--- Records supplied ---

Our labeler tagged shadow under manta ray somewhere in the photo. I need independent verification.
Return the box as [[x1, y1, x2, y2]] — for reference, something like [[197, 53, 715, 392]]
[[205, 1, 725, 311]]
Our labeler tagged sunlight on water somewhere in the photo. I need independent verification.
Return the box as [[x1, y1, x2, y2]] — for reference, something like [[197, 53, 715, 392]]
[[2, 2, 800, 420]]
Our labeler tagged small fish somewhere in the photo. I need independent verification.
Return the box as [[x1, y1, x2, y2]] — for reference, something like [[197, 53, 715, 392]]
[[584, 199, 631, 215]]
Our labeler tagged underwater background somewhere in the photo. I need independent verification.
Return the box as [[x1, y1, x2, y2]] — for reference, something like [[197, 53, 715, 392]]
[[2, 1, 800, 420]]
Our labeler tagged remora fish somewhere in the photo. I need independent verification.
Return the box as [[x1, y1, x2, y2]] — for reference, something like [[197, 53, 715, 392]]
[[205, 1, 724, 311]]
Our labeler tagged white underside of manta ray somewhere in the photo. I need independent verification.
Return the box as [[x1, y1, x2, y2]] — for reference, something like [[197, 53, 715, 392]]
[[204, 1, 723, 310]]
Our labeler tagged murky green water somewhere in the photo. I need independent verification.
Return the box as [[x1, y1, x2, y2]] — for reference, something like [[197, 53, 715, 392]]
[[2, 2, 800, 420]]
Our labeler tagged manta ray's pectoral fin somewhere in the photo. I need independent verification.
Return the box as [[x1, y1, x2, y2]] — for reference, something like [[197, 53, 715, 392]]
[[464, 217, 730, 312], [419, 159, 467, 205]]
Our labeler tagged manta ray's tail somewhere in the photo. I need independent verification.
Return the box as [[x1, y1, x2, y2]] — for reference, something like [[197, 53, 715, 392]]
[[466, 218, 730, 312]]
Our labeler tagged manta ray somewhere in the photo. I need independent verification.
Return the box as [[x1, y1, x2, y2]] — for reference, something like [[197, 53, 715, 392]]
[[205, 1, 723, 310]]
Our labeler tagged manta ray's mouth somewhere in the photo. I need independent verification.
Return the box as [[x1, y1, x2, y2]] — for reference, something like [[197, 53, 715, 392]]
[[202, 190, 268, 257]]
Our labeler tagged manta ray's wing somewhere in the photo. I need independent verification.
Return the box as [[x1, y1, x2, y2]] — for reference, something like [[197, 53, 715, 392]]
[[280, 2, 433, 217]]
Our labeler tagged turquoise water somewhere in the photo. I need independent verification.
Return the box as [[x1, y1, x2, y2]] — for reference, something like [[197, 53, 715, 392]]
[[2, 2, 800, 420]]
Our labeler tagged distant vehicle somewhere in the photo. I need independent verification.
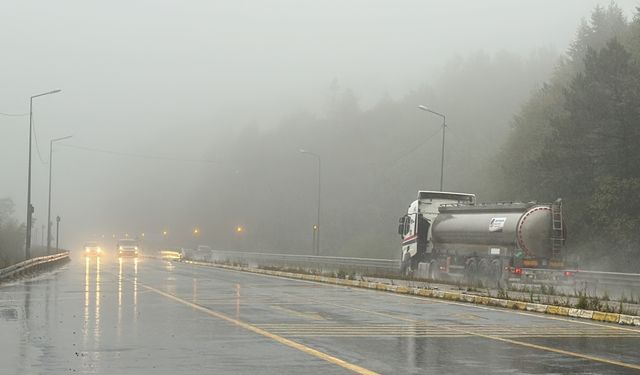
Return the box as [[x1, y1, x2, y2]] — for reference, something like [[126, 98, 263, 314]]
[[116, 238, 140, 257], [191, 245, 213, 260], [160, 249, 182, 260], [179, 247, 193, 260], [83, 241, 102, 257]]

---

■ Your instructions:
Locate each line of the listing that contains the word "fish" and copy those lines in full.

■ Result:
Our labeler tagged small fish somewhere in the photo. I need independent verification.
Our labeler tagged remora fish somewhere in the photo. I need independent verification.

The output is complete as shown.